Problems to work on.
a – Reproduce the part of the worked solution from "Oct 30, 2016" to "the bisected line." word for word.
b – In the worked solution, what is the slope of the bisected line?
c – According to the worked solution, why can the bisector's slope be used to find the slope of the bisected line?

Reading passage.
------------------------------------------------------------

# A line segment is bisected by a line with the equation  5 y -4 x = 1 . If one end of the line segment is at (3 ,8 ), where is the other end?

Oct 30, 2016

The other end is at the point $\left(7 , 3\right)$

#### Explanation:

It is implied that the bisector is perpendicular to bisected line, therefore we can use the slope of the bisector to find the slope of the bisected line.

Write the equation of the bisector line in slope-intercept form so that we may observe the slope:

$y = \frac{4}{5} x + 1$ [1]

The slope $m = \frac{4}{5}$

The slope, n, of the bisected line is the negative reciprocal, $n = - \frac{5}{4}$

Substitute the slope and the point, $\left(3 , 8\right)$, and the slope, $- \frac{5}{4}$ into the slope-intercept form of the equation of a line, $y = n x + b$ and then solve for b:

$8 = - \frac{5}{4} \left(3\right) + b$

$b = 8 + \frac{15}{4}$

$b = \frac{47}{4}$

The equation of the bisected line is:

$y = - \frac{5}{4} x + \frac{47}{4}$ [2]

Subtract equation [1] from equation [2]:

$y - y = - \frac{5}{4} x - \frac{4}{5} x + \frac{47}{4} - 1$

$0 = - \frac{5}{4} x - \frac{4}{5} x + \frac{47}{4} - 1$

$0 = - \frac{41}{20} x + \frac{43}{4}$

$\frac{41}{20} x = \frac{43}{4}$

$x = \frac{215}{43}$

The x coordinate of intersection is:

$x = 5$

The point of intersection is 2 units to the right of the starting point; the ending point must be an additional 2 units:

$x = 7$

Substitute 7 for x into equation [2]:

$y = - \frac{5}{4} \left(7\right) + \frac{47}{4}$

$y = - \frac{5}{4} \left(7\right) + \frac{47}{4}$

$y = 3$

------------------------------------------------------------

[Entries from a point annotation set]
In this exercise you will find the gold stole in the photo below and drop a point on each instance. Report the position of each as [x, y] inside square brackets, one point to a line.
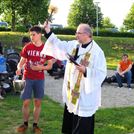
[75, 93]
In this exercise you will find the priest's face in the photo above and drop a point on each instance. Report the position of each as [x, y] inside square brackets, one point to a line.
[81, 35]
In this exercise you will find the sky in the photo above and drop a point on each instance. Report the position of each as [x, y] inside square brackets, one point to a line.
[116, 10]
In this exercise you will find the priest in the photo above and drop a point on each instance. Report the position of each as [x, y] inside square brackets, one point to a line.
[84, 74]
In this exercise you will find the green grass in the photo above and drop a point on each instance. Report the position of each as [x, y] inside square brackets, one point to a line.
[113, 47]
[107, 121]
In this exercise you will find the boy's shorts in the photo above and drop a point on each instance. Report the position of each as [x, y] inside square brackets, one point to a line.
[33, 87]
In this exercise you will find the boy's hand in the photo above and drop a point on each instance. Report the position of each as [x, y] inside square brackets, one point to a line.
[18, 72]
[47, 26]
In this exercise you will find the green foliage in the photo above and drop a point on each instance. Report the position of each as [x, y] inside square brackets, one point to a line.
[106, 22]
[129, 20]
[83, 11]
[24, 12]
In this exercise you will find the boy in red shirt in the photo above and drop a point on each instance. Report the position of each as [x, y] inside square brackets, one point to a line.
[33, 62]
[124, 70]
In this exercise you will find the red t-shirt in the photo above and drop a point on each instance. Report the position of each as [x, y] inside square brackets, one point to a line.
[33, 56]
[125, 65]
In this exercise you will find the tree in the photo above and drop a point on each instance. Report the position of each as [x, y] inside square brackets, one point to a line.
[83, 11]
[129, 20]
[106, 22]
[23, 12]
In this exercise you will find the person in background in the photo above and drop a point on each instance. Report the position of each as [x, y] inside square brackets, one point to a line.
[124, 71]
[33, 75]
[84, 74]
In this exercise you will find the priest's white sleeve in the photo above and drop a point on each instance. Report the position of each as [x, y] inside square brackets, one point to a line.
[96, 73]
[55, 47]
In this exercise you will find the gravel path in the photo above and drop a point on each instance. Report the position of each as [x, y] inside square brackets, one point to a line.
[111, 95]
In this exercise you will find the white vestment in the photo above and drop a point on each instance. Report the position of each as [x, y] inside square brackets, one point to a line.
[90, 86]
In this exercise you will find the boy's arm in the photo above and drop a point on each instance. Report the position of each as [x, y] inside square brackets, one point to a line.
[42, 67]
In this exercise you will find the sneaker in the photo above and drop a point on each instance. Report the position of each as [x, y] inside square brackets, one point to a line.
[120, 87]
[22, 128]
[1, 98]
[37, 130]
[130, 88]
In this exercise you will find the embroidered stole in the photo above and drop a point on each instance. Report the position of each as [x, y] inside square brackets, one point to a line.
[73, 95]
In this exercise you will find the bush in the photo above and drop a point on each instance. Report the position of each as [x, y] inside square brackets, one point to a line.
[5, 29]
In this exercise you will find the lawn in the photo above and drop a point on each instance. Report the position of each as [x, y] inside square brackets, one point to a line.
[108, 121]
[113, 47]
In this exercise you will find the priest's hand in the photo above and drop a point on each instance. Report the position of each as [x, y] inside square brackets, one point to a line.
[81, 68]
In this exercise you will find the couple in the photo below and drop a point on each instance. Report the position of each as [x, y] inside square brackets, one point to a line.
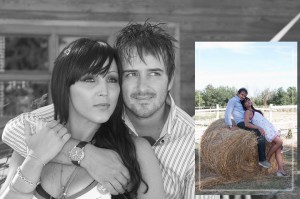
[247, 117]
[85, 144]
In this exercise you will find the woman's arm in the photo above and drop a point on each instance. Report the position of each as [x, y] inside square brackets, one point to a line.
[17, 187]
[43, 146]
[250, 125]
[150, 171]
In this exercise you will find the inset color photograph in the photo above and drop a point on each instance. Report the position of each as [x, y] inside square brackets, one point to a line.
[245, 117]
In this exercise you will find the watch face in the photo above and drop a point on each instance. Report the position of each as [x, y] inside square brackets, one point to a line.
[76, 154]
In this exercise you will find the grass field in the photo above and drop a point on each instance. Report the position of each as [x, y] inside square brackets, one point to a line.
[261, 185]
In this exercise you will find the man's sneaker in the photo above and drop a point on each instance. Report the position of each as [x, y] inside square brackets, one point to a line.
[284, 149]
[265, 164]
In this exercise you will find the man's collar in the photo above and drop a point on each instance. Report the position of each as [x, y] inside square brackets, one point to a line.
[167, 126]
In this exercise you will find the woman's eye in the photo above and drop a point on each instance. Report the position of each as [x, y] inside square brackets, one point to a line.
[88, 79]
[130, 74]
[112, 80]
[154, 74]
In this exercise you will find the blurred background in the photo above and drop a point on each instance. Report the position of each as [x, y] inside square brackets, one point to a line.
[32, 33]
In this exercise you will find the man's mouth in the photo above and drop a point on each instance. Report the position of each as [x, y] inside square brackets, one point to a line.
[139, 96]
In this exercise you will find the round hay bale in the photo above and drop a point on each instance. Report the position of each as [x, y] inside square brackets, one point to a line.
[232, 155]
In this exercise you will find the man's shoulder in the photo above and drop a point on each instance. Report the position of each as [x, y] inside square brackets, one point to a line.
[46, 112]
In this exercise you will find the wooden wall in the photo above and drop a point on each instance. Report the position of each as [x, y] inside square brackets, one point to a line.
[199, 20]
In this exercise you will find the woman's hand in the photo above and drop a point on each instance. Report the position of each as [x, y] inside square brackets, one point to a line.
[48, 140]
[262, 131]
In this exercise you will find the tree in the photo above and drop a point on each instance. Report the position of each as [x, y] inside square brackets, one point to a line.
[198, 99]
[219, 95]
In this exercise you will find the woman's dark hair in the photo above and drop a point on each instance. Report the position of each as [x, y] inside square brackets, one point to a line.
[86, 56]
[242, 90]
[246, 100]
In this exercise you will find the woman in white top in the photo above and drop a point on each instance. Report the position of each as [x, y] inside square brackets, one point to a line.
[271, 134]
[85, 90]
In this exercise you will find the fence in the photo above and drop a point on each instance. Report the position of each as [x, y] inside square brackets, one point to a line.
[271, 109]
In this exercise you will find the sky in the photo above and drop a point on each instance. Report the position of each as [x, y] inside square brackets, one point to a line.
[253, 65]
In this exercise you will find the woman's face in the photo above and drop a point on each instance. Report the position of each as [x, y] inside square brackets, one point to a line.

------------------------------------------------------------

Responses.
a –
Oct 30, 2016

The other end is at the point $\left(7 , 3\right)$

#### Explanation:

It is implied that the bisector is perpendicular to bisected line, therefore we can use the slope of the bisector to find the slope of the bisected line.

b – The slope of the bisected line is −5/4, the negative reciprocal of the bisector's slope.

c – The solution says it is implied that the bisector is perpendicular to the bisected line. So the bisected line's slope is the negative reciprocal of the bisector's slope of 4/5, which gives −5/4.